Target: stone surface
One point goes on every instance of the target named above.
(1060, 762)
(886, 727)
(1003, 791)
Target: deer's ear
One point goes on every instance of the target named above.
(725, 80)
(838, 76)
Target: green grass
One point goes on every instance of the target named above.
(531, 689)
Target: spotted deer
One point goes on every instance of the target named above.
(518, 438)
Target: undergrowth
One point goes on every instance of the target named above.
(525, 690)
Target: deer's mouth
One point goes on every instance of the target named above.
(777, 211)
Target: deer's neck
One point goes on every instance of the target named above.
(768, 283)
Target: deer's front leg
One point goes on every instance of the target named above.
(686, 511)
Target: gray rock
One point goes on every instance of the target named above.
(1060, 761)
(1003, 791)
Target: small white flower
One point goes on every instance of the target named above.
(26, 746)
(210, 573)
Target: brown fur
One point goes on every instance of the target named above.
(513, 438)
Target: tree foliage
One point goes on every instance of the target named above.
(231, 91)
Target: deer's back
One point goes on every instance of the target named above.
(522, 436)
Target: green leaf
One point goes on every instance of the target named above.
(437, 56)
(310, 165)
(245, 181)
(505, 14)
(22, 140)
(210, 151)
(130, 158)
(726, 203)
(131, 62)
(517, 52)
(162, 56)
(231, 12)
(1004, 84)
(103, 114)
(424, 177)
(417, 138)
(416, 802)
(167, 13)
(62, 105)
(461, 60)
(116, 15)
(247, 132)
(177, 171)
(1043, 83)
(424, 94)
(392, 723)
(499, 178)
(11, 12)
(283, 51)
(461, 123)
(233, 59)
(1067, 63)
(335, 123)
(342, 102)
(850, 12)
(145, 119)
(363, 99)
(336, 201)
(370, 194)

**Task statement**
Return every line of the material exactly.

**Exercise solution**
Target: stone surface
One point goes on every instance of the target named above.
(1060, 762)
(886, 727)
(1003, 791)
Target: deer's ear
One point goes on every instance of the target named above.
(725, 80)
(838, 76)
Target: green grass
One point goes on every instance of the target named above.
(531, 689)
Target: spotted deer
One point goes on every instance of the target named above.
(518, 438)
Target: undergrowth
One point goes on every instance of the target named above.
(525, 690)
Target: deer's mouth
One point goes on every instance of the target named above.
(777, 211)
Target: deer's neck
One point goes on every instance of the target named above.
(768, 283)
Target: deer's front leg
One point goes on every instance of the target named above.
(686, 511)
Target: gray rock
One point goes on every instance of the target named above.
(1060, 761)
(1003, 791)
Target: small white flower
One point goes on every instance of the target named above.
(26, 746)
(210, 573)
Target: brown fur
One point goes on every instance of the target named above.
(513, 438)
Target: tree foliage
One point goes on every instance of the target named above.
(231, 91)
Target: deer's back
One point goes on every instance of the target named above.
(522, 436)
Target: green leaf
One point goes on every instance of the target named above.
(437, 56)
(310, 165)
(245, 181)
(505, 14)
(22, 140)
(210, 151)
(130, 158)
(726, 203)
(131, 62)
(517, 52)
(162, 56)
(231, 12)
(1004, 84)
(103, 114)
(424, 177)
(417, 138)
(416, 802)
(167, 13)
(62, 105)
(461, 60)
(116, 15)
(247, 132)
(177, 171)
(1043, 83)
(424, 94)
(392, 723)
(499, 178)
(11, 12)
(283, 51)
(461, 123)
(233, 59)
(1067, 63)
(335, 123)
(342, 102)
(850, 12)
(145, 119)
(363, 99)
(336, 201)
(370, 194)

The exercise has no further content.